Selected text Block Start

Is the Putin regime trying to sabotage the Oxford Coronavirus vaccine?

There has been some deeply damaging and ridiculous nonsense published online about the Coronavirus and about vaccines to it.

This has taken a number of forms. One was the preposterous claptrap suggesting a connection between 5G and COVID-19, which has led to more than thirty arson attacks and other forms of vandalism against telecommunications infrastructure and even worse, verbal and physical assaults up to and including stabbing against Openreach or BT engineers who were assumed (usually wrongly) to be installing 5G equipment.

Then there are are the conspiracy theories making absurd and libellous allegations against Bill Gates in connection with the search for a vaccine, which do not deserve to be given a platform even to the extent of describing them in order to refute them.

Selected text Block End
Information supplied Block Start

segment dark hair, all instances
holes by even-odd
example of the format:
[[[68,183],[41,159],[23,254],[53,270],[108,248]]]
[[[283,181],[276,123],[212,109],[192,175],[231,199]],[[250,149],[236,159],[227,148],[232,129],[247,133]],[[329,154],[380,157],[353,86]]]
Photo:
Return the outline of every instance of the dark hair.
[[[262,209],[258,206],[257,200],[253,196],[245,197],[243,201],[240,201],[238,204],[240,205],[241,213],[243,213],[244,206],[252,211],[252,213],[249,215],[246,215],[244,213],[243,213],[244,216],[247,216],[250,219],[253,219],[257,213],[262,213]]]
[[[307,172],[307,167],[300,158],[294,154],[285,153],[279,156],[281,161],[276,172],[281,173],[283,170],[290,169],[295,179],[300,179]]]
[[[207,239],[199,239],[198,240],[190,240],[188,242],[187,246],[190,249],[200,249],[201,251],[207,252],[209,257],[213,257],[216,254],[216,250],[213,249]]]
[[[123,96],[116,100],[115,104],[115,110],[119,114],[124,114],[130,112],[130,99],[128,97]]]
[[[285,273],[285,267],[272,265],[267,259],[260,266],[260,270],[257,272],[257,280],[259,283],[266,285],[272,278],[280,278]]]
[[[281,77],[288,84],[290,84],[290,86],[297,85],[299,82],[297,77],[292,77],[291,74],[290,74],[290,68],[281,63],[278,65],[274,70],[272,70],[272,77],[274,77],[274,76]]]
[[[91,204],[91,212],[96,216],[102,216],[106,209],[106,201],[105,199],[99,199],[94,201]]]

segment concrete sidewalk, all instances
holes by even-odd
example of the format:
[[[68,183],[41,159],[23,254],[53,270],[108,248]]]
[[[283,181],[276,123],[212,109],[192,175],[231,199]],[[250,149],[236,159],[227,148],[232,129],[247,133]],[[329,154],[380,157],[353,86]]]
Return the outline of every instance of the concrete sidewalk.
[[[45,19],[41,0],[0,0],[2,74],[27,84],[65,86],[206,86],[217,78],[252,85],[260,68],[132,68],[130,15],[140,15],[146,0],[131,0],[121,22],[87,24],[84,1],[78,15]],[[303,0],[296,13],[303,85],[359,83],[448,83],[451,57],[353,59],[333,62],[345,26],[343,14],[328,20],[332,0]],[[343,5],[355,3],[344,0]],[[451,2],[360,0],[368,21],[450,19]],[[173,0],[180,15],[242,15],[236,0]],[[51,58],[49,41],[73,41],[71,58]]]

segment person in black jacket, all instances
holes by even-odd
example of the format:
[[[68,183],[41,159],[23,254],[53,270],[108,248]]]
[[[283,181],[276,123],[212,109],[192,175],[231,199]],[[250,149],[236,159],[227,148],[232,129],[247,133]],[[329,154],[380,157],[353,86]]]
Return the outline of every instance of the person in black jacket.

Information supplied Block End

## Complete the following
(a) According to the article on the Oxford coronavirus vaccine, how many arson attacks has the claim linking 5G and COVID-19 led to?
(b) Pick up the article on the Oxford coronavirus vaccine after its last sentence and continue it.

## Answers for the exercise
(a) More than thirty.

(b)
There has been fierce debate on social media and elsewhere about whether the government has over-reacted, or has not reacted strongly enough, to COVID-19 with one group of people, particularly on Facebook and in certain newspapers, arguing for even more extreme measures up to and including another full lockdown as suggested by Keir Starmer. 

Another group, also represented in Facebook and in some comments posted on my blog, in a different group of newspapers, and on conversations I have had with some friends and colleagues though I don't think it is a majority view, think that the action that the government has taken is too severe.

The one thing on which I would expect the overwhelming majority of both those groups and of those who think the government has got it about right to agree is that as soon as we can possibly get a vaccine which is clinically proven to be safe and to work we need to inoculate as many people as possible as fast as possible with it, so we can protect everyone's lives and health without having to close down businesses, kneecap the economy, deprive millions of people of their jobs and everyone of their liberties, and put an end both to the enormous harm that COVID-19 has done directly and the considerable harm done indirectly, including by the measures to protect against it.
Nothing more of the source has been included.